Reproduce word for word every line of the items from the line containing "indicate the orange painted" through the end of the items, inclusive.

Data listing

>> START

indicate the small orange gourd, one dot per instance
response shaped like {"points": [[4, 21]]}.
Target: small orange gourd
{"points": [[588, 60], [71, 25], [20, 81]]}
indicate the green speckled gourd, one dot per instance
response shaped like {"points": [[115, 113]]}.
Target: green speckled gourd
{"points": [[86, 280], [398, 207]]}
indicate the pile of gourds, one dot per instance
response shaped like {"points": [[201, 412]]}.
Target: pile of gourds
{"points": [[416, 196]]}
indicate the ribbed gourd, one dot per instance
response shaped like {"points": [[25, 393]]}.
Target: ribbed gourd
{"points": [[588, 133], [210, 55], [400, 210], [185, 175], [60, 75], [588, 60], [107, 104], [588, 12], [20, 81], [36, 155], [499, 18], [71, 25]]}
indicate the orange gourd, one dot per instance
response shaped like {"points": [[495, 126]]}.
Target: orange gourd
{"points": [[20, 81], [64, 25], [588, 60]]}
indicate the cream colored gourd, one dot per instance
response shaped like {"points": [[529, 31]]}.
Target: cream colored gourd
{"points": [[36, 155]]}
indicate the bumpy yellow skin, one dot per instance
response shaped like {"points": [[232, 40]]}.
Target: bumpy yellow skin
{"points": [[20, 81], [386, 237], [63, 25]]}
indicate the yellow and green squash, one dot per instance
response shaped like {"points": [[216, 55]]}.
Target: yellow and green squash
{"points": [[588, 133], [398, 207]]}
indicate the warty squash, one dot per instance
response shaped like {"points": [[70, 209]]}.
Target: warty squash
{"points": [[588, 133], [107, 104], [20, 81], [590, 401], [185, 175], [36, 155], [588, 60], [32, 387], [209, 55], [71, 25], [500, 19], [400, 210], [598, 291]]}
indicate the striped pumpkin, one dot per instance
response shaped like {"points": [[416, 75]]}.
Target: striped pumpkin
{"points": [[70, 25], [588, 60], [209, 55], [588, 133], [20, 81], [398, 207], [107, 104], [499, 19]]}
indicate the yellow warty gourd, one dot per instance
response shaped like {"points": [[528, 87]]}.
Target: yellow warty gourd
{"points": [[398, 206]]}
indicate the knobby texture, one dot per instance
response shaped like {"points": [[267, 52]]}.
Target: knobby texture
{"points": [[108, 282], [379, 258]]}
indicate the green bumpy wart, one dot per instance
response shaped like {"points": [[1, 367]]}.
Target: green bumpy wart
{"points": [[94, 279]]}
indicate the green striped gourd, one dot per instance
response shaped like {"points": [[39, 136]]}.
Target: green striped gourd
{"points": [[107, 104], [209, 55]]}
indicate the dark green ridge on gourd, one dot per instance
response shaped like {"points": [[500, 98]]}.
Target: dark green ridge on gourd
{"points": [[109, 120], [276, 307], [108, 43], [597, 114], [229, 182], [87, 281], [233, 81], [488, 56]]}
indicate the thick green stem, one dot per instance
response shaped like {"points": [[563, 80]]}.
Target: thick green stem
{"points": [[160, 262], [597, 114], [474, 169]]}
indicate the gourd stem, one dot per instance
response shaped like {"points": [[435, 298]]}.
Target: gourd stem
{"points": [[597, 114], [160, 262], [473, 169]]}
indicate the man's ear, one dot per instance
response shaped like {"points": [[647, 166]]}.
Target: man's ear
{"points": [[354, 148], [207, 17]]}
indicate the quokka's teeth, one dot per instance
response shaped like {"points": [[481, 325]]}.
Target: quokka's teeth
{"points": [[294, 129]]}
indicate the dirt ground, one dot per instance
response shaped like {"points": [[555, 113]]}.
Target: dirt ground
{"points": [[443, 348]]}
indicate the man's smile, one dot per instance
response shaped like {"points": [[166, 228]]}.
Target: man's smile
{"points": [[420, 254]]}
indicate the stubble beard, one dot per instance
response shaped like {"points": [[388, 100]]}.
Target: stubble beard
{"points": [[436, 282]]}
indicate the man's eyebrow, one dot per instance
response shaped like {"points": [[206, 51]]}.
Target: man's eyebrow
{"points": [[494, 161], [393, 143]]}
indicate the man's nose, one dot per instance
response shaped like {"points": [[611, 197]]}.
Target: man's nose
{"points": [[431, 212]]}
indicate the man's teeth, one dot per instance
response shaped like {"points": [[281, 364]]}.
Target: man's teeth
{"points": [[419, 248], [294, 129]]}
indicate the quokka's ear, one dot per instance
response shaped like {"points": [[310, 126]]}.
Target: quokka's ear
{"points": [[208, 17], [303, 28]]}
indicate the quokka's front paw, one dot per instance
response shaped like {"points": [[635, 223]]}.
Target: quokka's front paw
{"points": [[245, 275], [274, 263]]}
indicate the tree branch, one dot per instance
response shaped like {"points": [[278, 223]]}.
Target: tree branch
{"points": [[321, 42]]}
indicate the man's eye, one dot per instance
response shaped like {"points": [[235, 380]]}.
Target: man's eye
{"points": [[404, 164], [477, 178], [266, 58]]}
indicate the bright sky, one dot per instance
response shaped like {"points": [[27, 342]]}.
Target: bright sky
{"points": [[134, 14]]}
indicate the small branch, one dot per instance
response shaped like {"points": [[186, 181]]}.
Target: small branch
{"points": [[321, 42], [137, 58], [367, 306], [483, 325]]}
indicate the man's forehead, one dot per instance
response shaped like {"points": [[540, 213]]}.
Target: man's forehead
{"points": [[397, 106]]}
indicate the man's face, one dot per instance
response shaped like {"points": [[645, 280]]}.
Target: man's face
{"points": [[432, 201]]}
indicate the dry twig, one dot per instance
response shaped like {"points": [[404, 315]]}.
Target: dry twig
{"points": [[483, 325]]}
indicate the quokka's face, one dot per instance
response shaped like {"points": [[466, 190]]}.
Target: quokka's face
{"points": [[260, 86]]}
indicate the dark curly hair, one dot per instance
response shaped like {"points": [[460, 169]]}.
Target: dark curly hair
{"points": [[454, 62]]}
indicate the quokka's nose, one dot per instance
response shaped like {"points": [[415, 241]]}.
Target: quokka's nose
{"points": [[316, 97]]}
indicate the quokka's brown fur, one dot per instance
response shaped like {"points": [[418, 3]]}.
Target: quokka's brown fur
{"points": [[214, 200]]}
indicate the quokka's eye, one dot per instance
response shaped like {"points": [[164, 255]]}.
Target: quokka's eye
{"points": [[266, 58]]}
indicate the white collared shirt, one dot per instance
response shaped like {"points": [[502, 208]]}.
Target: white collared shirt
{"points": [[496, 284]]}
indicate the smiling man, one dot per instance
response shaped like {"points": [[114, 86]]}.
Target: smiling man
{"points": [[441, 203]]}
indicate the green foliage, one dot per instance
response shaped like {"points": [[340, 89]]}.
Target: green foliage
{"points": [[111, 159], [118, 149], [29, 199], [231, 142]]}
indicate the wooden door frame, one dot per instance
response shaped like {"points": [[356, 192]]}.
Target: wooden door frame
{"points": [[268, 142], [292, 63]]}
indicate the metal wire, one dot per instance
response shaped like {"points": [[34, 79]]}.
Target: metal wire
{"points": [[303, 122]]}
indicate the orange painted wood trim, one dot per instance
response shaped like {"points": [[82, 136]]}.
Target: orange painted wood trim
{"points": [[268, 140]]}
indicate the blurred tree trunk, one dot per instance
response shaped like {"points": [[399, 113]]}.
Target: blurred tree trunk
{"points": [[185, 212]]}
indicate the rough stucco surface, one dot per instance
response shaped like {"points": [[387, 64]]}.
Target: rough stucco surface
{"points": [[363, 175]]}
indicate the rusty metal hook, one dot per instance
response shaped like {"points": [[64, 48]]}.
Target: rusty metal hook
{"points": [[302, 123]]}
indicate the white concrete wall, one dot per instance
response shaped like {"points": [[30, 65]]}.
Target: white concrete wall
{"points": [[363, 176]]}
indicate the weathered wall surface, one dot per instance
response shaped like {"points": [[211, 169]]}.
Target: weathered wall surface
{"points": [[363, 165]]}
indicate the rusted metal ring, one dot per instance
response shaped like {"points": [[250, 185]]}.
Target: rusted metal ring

>> END

## EXERCISE SOLUTION
indicate the orange painted wood trim, one dot per instance
response shaped like {"points": [[82, 136]]}.
Target: orange painted wood trim
{"points": [[268, 140]]}
indicate the blurred tree trunk, one dot per instance
response shaped like {"points": [[399, 113]]}.
Target: blurred tree trunk
{"points": [[185, 212]]}
indicate the rough stucco surface, one dot per instance
response shaped like {"points": [[387, 64]]}.
Target: rough stucco surface
{"points": [[363, 175]]}
indicate the rusty metal hook, one dot per instance
response shaped like {"points": [[64, 48]]}.
Target: rusty metal hook
{"points": [[302, 123]]}
indicate the white concrete wall, one dot per instance
response shaped like {"points": [[30, 65]]}.
Target: white concrete wall
{"points": [[363, 176]]}
indicate the weathered wall surface, one dot per instance
response shaped like {"points": [[211, 169]]}.
Target: weathered wall surface
{"points": [[363, 165]]}
indicate the rusted metal ring, one dot per instance
response shaped like {"points": [[250, 185]]}.
Target: rusted metal ring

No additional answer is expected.